◆ **TASK GOAL**: Repeat word for word everything in the listing below, from the line containing "of the grass." down to the end of the listing, including both of those ends.

◆ **DATA TO PROCESS**:
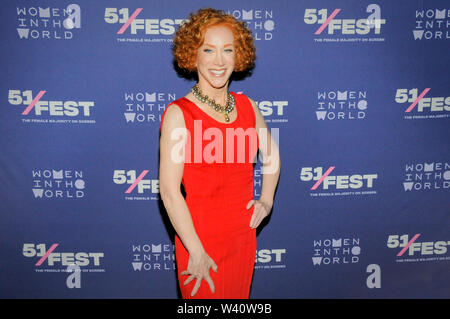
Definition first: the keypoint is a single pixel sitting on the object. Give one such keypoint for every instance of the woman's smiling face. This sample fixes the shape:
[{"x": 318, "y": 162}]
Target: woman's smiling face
[{"x": 216, "y": 57}]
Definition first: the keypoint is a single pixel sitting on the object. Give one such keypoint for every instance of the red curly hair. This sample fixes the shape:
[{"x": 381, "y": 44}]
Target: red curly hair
[{"x": 190, "y": 36}]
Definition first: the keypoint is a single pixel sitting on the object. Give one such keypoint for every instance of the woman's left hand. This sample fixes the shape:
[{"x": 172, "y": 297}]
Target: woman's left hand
[{"x": 261, "y": 211}]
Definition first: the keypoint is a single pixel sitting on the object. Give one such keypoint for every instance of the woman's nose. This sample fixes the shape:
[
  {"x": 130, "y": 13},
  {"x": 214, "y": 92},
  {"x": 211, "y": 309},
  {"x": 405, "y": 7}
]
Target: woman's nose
[{"x": 218, "y": 59}]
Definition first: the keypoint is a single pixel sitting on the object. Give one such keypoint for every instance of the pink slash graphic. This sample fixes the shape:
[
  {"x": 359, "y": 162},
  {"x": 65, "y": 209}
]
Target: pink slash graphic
[
  {"x": 322, "y": 178},
  {"x": 35, "y": 100},
  {"x": 409, "y": 244},
  {"x": 49, "y": 251},
  {"x": 324, "y": 25},
  {"x": 409, "y": 109},
  {"x": 126, "y": 25},
  {"x": 144, "y": 172}
]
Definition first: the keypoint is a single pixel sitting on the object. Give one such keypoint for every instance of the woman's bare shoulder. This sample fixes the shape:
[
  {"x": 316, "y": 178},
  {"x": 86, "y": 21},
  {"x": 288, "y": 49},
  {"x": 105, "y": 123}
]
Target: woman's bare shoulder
[{"x": 173, "y": 116}]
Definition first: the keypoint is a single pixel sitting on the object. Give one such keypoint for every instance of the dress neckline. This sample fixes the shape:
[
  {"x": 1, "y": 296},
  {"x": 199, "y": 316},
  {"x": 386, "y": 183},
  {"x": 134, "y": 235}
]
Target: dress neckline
[{"x": 213, "y": 119}]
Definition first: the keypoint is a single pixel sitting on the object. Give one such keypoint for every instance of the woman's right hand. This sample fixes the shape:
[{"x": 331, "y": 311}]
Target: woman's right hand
[{"x": 198, "y": 268}]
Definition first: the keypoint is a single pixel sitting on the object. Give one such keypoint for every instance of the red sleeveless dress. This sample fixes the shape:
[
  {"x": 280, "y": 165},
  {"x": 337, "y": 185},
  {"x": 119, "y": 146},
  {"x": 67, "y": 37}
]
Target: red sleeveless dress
[{"x": 218, "y": 180}]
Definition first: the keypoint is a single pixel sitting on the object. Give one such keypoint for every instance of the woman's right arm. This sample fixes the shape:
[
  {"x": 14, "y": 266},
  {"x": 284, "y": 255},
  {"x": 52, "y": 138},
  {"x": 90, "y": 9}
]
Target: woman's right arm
[
  {"x": 171, "y": 168},
  {"x": 170, "y": 174}
]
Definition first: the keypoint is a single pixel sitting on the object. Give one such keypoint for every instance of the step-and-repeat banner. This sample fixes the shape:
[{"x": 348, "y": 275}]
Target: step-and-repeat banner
[{"x": 357, "y": 94}]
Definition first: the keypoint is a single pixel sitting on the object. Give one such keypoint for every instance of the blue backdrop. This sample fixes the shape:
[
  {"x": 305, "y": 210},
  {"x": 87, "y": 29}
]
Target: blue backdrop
[{"x": 356, "y": 93}]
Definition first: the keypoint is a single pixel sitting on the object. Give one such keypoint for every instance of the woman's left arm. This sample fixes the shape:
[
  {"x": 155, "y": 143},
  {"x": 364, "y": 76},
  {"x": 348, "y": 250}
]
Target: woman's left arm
[{"x": 270, "y": 170}]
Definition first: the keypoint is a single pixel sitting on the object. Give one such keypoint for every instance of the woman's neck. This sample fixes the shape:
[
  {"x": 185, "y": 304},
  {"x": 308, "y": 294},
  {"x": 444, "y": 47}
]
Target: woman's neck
[{"x": 217, "y": 94}]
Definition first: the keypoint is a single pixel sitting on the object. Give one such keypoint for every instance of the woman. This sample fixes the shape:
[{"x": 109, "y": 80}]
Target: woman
[{"x": 215, "y": 225}]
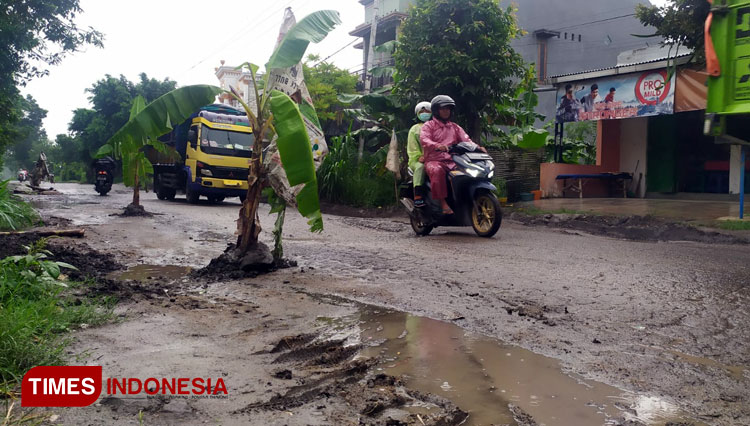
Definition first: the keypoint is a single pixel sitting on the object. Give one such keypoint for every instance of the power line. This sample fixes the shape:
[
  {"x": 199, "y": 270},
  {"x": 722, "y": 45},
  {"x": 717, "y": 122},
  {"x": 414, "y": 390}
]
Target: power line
[
  {"x": 332, "y": 54},
  {"x": 595, "y": 22},
  {"x": 233, "y": 39}
]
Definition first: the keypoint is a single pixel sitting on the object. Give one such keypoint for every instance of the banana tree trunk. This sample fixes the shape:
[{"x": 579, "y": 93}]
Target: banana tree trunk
[
  {"x": 248, "y": 224},
  {"x": 136, "y": 187}
]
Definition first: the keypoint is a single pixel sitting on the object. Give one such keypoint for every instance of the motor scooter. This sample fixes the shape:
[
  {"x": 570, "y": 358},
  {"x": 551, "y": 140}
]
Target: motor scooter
[
  {"x": 103, "y": 168},
  {"x": 471, "y": 196}
]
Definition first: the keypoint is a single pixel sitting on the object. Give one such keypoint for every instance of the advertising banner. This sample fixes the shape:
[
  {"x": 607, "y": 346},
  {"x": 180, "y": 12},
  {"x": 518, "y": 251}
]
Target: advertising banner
[
  {"x": 616, "y": 97},
  {"x": 292, "y": 82}
]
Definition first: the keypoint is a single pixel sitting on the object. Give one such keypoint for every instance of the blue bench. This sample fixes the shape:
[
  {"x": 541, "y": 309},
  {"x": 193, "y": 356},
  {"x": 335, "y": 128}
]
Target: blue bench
[{"x": 610, "y": 178}]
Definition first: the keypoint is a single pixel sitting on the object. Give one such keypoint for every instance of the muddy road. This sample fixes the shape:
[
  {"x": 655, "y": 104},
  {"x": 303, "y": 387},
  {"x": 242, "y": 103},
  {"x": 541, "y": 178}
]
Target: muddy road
[{"x": 658, "y": 330}]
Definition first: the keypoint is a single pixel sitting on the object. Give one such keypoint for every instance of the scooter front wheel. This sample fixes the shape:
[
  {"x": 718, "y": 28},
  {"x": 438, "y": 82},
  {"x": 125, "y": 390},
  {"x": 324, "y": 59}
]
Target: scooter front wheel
[
  {"x": 486, "y": 216},
  {"x": 417, "y": 224}
]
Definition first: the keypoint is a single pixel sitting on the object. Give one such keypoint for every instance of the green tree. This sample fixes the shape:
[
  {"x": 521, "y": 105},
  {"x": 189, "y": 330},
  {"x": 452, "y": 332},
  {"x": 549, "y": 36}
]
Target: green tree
[
  {"x": 111, "y": 99},
  {"x": 34, "y": 34},
  {"x": 325, "y": 82},
  {"x": 27, "y": 132},
  {"x": 276, "y": 112},
  {"x": 679, "y": 23},
  {"x": 459, "y": 48}
]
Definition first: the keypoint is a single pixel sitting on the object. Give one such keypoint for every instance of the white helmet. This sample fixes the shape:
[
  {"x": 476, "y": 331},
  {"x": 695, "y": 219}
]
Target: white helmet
[{"x": 422, "y": 105}]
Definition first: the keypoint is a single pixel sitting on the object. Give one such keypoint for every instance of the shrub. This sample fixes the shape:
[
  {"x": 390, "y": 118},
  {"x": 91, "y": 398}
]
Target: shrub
[
  {"x": 37, "y": 309},
  {"x": 14, "y": 212},
  {"x": 343, "y": 178}
]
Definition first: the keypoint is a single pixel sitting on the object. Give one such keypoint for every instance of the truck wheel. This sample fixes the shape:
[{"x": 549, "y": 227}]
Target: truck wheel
[
  {"x": 215, "y": 199},
  {"x": 192, "y": 196},
  {"x": 163, "y": 193},
  {"x": 486, "y": 216},
  {"x": 418, "y": 225}
]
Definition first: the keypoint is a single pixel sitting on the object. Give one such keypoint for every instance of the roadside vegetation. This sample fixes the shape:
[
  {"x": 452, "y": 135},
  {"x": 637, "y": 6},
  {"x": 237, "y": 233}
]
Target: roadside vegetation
[
  {"x": 38, "y": 306},
  {"x": 344, "y": 178},
  {"x": 15, "y": 214}
]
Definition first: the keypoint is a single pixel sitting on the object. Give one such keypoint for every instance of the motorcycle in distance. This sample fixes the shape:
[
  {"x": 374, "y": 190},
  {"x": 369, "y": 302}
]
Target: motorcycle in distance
[
  {"x": 103, "y": 169},
  {"x": 471, "y": 195}
]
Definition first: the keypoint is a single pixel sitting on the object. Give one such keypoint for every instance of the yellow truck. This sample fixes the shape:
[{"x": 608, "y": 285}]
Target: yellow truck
[{"x": 214, "y": 147}]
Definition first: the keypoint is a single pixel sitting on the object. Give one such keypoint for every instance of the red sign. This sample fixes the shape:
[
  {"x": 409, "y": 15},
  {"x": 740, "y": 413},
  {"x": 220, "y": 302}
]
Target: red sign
[
  {"x": 73, "y": 386},
  {"x": 652, "y": 87}
]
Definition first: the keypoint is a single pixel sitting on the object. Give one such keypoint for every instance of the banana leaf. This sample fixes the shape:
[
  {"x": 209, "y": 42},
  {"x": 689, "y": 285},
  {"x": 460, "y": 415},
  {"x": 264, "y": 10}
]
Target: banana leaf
[
  {"x": 313, "y": 28},
  {"x": 387, "y": 47},
  {"x": 382, "y": 71},
  {"x": 533, "y": 139},
  {"x": 296, "y": 156},
  {"x": 157, "y": 117}
]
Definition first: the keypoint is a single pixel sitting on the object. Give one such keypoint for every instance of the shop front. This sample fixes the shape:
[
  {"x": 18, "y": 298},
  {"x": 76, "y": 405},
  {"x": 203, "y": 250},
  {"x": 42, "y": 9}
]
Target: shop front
[{"x": 650, "y": 140}]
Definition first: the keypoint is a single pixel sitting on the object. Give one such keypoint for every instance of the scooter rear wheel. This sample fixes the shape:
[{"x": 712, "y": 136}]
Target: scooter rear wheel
[
  {"x": 419, "y": 227},
  {"x": 486, "y": 216}
]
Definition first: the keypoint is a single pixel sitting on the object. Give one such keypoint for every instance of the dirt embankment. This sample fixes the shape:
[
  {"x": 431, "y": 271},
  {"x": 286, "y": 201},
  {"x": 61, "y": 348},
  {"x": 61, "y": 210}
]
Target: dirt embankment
[
  {"x": 308, "y": 377},
  {"x": 636, "y": 228}
]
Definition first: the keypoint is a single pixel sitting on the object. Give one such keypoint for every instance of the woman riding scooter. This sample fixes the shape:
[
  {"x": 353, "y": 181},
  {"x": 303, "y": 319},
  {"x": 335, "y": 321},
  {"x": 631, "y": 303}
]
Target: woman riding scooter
[
  {"x": 437, "y": 137},
  {"x": 414, "y": 150}
]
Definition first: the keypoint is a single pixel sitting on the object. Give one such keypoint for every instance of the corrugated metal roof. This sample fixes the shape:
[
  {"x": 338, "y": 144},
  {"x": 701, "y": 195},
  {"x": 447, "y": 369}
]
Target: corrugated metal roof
[{"x": 680, "y": 59}]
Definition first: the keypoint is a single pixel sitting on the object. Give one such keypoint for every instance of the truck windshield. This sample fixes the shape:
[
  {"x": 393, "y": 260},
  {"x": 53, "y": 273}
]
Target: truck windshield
[{"x": 224, "y": 142}]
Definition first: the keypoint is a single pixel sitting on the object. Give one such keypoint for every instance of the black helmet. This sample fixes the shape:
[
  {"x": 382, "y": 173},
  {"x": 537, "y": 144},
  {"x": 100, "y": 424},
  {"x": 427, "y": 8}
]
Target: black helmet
[{"x": 441, "y": 101}]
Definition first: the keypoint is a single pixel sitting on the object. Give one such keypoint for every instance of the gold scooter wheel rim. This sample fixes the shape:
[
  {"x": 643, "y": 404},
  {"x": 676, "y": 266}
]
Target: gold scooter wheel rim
[{"x": 483, "y": 214}]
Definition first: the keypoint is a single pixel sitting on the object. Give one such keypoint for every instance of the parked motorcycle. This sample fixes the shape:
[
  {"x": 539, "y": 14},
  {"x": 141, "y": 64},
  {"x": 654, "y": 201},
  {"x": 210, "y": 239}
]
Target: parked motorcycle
[
  {"x": 471, "y": 195},
  {"x": 103, "y": 169}
]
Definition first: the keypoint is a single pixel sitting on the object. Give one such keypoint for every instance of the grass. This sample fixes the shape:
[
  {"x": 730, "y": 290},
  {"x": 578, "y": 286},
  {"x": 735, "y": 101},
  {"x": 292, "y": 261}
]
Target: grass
[
  {"x": 343, "y": 178},
  {"x": 15, "y": 214},
  {"x": 734, "y": 225},
  {"x": 38, "y": 309}
]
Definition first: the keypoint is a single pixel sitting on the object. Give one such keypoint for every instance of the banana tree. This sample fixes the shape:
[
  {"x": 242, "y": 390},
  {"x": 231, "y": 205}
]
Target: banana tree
[
  {"x": 145, "y": 125},
  {"x": 276, "y": 113},
  {"x": 292, "y": 123}
]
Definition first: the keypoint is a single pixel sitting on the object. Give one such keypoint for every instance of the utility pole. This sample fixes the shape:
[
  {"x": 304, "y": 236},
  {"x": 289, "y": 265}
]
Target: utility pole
[{"x": 371, "y": 45}]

◆ **RESULT BELOW**:
Definition first: the keypoint is a single pixel sitting on the object. Give one such keypoint for every instance of the grass. This sample fixes the shape:
[
  {"x": 730, "y": 290},
  {"x": 578, "y": 286},
  {"x": 735, "y": 101},
  {"x": 292, "y": 261}
]
Target: grass
[
  {"x": 343, "y": 178},
  {"x": 15, "y": 214},
  {"x": 734, "y": 225},
  {"x": 38, "y": 309}
]
Definition first: the keypoint is a single pixel sitting on the object. Give one such keypoint for every instance of the banana tree. This sample fixes the shape:
[
  {"x": 242, "y": 390},
  {"x": 231, "y": 205}
]
Target: banana tree
[
  {"x": 145, "y": 125},
  {"x": 276, "y": 113},
  {"x": 292, "y": 123}
]
Definition first: the keypoint is a single pixel sitting on the object. Give one such keypoint for every instance of the utility pole. This sample fixes the shape:
[
  {"x": 304, "y": 236},
  {"x": 289, "y": 265}
]
Target: utility pole
[{"x": 371, "y": 45}]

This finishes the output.